What you should do: Return every row below word for word, leaving out the pictures.

+++ Given records

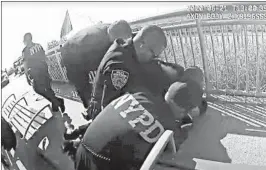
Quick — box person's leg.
[33,79,60,112]
[75,80,92,109]
[74,144,97,170]
[66,65,91,108]
[44,76,65,112]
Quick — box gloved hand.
[62,139,80,160]
[25,69,33,86]
[82,99,101,120]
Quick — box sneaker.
[81,109,92,121]
[180,114,193,129]
[52,103,59,112]
[199,99,208,115]
[58,98,66,113]
[1,155,10,168]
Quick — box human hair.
[107,20,132,41]
[134,25,167,56]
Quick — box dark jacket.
[60,24,112,72]
[1,117,17,151]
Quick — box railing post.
[55,52,66,82]
[196,20,210,98]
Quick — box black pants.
[29,70,60,107]
[75,144,142,170]
[65,64,92,108]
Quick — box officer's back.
[77,88,175,170]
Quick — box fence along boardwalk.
[44,17,266,105]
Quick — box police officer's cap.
[168,81,203,110]
[108,20,132,39]
[139,25,167,56]
[23,32,32,41]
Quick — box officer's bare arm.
[165,92,185,119]
[164,84,185,119]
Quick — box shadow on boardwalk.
[158,95,266,169]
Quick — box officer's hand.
[83,99,101,120]
[62,140,77,159]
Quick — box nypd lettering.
[111,70,129,90]
[111,94,165,143]
[89,70,97,84]
[30,44,42,55]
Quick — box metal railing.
[47,17,266,104]
[160,20,266,98]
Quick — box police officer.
[1,116,17,167]
[75,88,176,170]
[142,59,184,98]
[85,25,167,119]
[61,20,132,110]
[22,33,65,112]
[144,60,207,128]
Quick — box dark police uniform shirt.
[83,88,175,166]
[142,59,184,97]
[60,24,112,71]
[22,43,48,75]
[92,39,146,106]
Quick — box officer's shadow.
[157,108,231,169]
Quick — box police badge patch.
[111,70,129,90]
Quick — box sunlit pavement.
[2,75,266,170]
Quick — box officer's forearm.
[165,92,185,119]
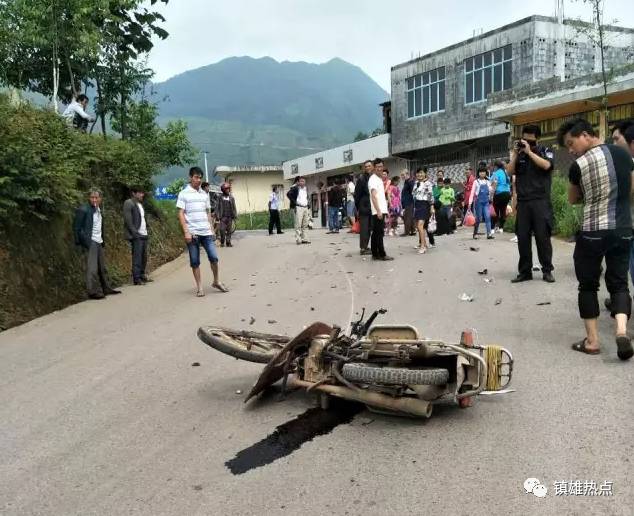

++++++

Solution:
Quick — box person's leg.
[33,79,60,112]
[75,80,92,109]
[74,144,97,170]
[66,65,91,108]
[44,76,65,112]
Quick — box gloved hand.
[62,139,80,160]
[25,69,33,86]
[82,99,101,120]
Quick — box sneaker.
[81,109,92,121]
[180,114,193,129]
[52,103,59,112]
[199,99,208,115]
[58,98,66,113]
[1,155,10,168]
Quick — box human hair.
[107,20,132,41]
[134,25,167,56]
Quick — box dark jacket.
[60,24,112,72]
[1,117,17,151]
Quick — box railing post.
[55,52,66,82]
[196,20,210,98]
Quick — box black pants.
[29,70,60,107]
[75,144,142,170]
[65,64,92,108]
Quick — box officer's back.
[77,88,175,170]
Quick — box fence along boardwalk.
[44,17,266,105]
Quick — box police officer's cap.
[168,81,203,110]
[108,20,132,39]
[139,25,167,56]
[23,32,32,41]
Quick — box officer's bare arm.
[165,92,185,119]
[164,84,185,119]
Quick — box shadow on boardwalk.
[158,95,266,169]
Quick — box officer's hand.
[83,99,101,120]
[62,140,77,159]
Quick — box nypd lettering.
[111,70,129,90]
[111,94,165,143]
[89,70,97,84]
[30,44,42,55]
Quick — box metal railing.
[47,17,266,104]
[160,20,266,98]
Quick — box police officer.
[1,116,17,167]
[75,88,176,170]
[142,59,184,98]
[85,25,167,119]
[61,20,132,110]
[22,33,65,112]
[144,60,207,128]
Quick — box dark police uniform shirt.
[83,88,175,166]
[142,59,184,97]
[60,24,112,71]
[22,43,48,75]
[92,39,146,106]
Quick — box officer's shadow.
[157,108,231,169]
Quick — box police badge patch.
[111,70,129,90]
Quick — box sunlit pavement.
[2,75,266,170]
Quick — box officer's forearm.
[165,92,185,119]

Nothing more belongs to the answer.